• Problems to solve:
[A] Answer these questions using the passage on Newcomb College.
(i) In what year did Sophie die, and at what age?
(ii) During which years did the Newcomb High School operate?
(iii) How many pieces did the pottery produce before its program closed in 1939?
[B] Decide whether each statement agrees with the passage on Newcomb College. Answer yes or no, and quote the words that decide it.
(i) Newcomb College moved to its Broadway campus in 1918.
(ii) Mary Given Sheerer was the first president of Newcomb College.
(iii) Newcomb's initial donation to the college was $3 million.
[C] Reproduce word for word the stretch of the passage on Newcomb College from "Until its move" through "school's reputation grew.".
[[ Source document, beginning ]]
Josephine Louise Newcomb (born Josephine Louise Le Monnier, 1816–1901) established the college as a memorial to her daughter Sophie, who died in 1870 at the age of 15. Following an initial donation of $100,000, she made gifts totaling $3 million. She wanted to support a liberal academic education for young white women. Newcomb was influenced by Ida Richardson and the college was associated with the Progressive Movement from its earliest years.

Until its move in 1918 to its Broadway campus, Newcomb College was made up mostly of day students. Its move to its current site on the uptown campus of Tulane was also the occasion of development of dormitories and more campus life. Students at Newcomb College became increasingly sophisticated and the school's reputation grew.

The university had recruited Brandt V. B. Dixon as the first president of Newcomb College. To ensure girls and young women were academically prepared for college, Dixon established the Newcomb High School, which operated from 1888 to 1920. The preparatory school ensured that girls were ready to study at the college level, as some parents tried to send girls to Newcomb who were as young as 13 or 14, with little academic preparation. Dixon worked with faculty and students to continue to raise academic standards. By 1916, Newcomb had achieved a strong regional reputation and become "one of seven Southern schools which held a standard college designation within the Southern Association of College Women."

== Art at Newcomb ==
Out of its art school, the college created the business of what became the renowned Newcomb Pottery. This reflected both a progressive interest in craft and parents' desire for their daughters to learn a practical, "industrial" skill in the economically difficult postwar years. It was first headed by Mary Given Sheerer, previously associated with the Rookwood Pottery in Cincinnati. While the pottery did not employ that many women, some did find work there. Angela Gregory was artist-in-residence at Newcomb College. It produced more than 70,000 pieces before the pottery program closed in 1939. During these years, the college's art program expanded to include other arts and crafts, such as illustrated bookplates, jewelry, embroidery, and hand-bound books, the latter often given embossed leather covers and elaborate clasps.
[[ Source document, end ]]
[[ Study material, beginning ]]
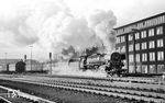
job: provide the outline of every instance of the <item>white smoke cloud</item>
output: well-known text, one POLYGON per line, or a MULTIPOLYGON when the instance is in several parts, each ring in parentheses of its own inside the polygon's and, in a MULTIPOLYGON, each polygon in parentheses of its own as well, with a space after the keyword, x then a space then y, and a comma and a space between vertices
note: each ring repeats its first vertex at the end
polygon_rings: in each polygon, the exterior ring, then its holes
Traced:
POLYGON ((117 23, 117 18, 112 11, 96 10, 88 19, 89 26, 96 32, 107 47, 107 53, 111 53, 116 45, 116 33, 112 30, 117 23))
POLYGON ((12 5, 14 10, 11 7, 12 13, 0 14, 3 15, 0 16, 0 34, 3 39, 8 38, 4 34, 10 35, 8 43, 12 45, 35 45, 47 53, 61 53, 70 45, 76 49, 85 49, 102 43, 108 46, 108 41, 114 41, 112 27, 116 18, 111 11, 94 12, 87 21, 85 16, 72 14, 63 0, 16 2, 12 5))

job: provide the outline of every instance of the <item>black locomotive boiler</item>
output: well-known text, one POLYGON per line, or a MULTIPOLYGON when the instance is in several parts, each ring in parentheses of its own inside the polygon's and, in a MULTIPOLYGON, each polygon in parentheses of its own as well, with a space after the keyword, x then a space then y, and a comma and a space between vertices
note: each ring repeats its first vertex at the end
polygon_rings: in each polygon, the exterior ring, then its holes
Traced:
MULTIPOLYGON (((120 53, 112 53, 111 56, 106 59, 106 54, 94 54, 94 55, 86 55, 80 56, 79 59, 79 69, 80 70, 98 70, 100 67, 105 67, 105 71, 109 76, 121 76, 125 72, 125 69, 123 69, 124 64, 123 60, 125 60, 125 54, 120 53)), ((74 61, 70 59, 69 61, 74 61)))

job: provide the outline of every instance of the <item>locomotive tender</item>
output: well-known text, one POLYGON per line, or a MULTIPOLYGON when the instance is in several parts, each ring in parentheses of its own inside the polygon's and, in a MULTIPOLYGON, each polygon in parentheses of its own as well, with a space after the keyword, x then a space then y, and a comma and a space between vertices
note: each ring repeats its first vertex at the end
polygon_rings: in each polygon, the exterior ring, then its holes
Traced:
MULTIPOLYGON (((86 56, 80 56, 79 59, 79 69, 80 70, 98 70, 99 67, 105 67, 105 71, 107 72, 108 76, 121 76, 123 75, 127 70, 123 69, 124 64, 123 60, 125 60, 125 54, 120 54, 120 53, 112 53, 111 56, 106 59, 105 58, 106 54, 94 54, 94 55, 86 55, 86 56)), ((70 59, 69 61, 74 61, 70 59)))

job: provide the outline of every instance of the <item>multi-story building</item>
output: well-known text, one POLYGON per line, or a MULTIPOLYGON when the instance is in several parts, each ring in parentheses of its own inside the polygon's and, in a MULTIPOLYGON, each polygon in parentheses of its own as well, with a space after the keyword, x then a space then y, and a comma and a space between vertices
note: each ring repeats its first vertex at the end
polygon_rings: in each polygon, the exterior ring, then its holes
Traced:
POLYGON ((165 72, 165 12, 116 28, 130 73, 165 72))

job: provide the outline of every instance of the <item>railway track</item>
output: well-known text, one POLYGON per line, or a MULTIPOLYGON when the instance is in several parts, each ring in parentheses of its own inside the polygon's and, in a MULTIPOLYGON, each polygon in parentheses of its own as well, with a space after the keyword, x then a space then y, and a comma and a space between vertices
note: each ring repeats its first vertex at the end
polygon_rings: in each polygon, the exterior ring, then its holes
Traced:
POLYGON ((42 87, 59 88, 139 102, 165 103, 165 85, 154 79, 80 78, 80 77, 6 77, 2 80, 26 82, 42 87), (12 80, 11 80, 12 78, 12 80))

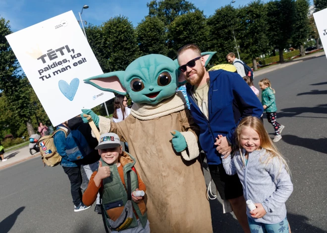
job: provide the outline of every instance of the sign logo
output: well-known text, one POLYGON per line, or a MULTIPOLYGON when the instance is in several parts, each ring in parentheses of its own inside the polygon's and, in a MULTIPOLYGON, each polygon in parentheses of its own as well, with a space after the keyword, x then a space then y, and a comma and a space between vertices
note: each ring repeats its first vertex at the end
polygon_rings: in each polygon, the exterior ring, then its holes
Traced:
POLYGON ((64 19, 60 21, 59 24, 58 24, 57 25, 55 25, 54 26, 54 29, 57 29, 58 28, 64 28, 65 27, 67 27, 67 25, 68 25, 68 23, 66 20, 64 19))

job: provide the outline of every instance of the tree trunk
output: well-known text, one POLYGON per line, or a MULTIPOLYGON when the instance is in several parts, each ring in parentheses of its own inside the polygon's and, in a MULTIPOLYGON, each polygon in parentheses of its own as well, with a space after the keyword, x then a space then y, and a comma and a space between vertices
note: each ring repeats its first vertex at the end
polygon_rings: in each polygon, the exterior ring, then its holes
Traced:
POLYGON ((28 135, 30 136, 32 134, 35 134, 35 131, 34 131, 34 128, 31 123, 31 120, 29 120, 27 122, 26 122, 26 125, 27 126, 27 132, 28 132, 28 135))
POLYGON ((256 58, 252 59, 252 64, 253 64, 253 69, 257 70, 258 68, 257 67, 257 60, 256 60, 256 58))
POLYGON ((317 47, 317 49, 319 48, 319 40, 320 38, 317 38, 316 39, 316 46, 317 47))
POLYGON ((279 63, 284 63, 284 54, 283 54, 283 50, 282 49, 279 49, 278 53, 279 53, 279 63))
POLYGON ((304 50, 304 46, 303 45, 300 46, 300 55, 301 56, 305 56, 305 50, 304 50))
[[ Study material, end ]]
• Task results:
[A]
(i) 1870, at the age of 15.
(ii) From 1888 to 1920.
(iii) More than 70,000.

[B]
(i) Yes: "Until its move in 1918 to its Broadway campus, Newcomb College was made up mostly of day students."
(ii) No: "The university had recruited Brandt V. B. Dixon as the first president of Newcomb College."
(iii) No: "Following an initial donation of $100,000, she made gifts totaling $3 million."

[C]
Until its move in 1918 to its Broadway campus, Newcomb College was made up mostly of day students. Its move to its current site on the uptown campus of Tulane was also the occasion of development of dormitories and more campus life. Students at Newcomb College became increasingly sophisticated and the school's reputation grew.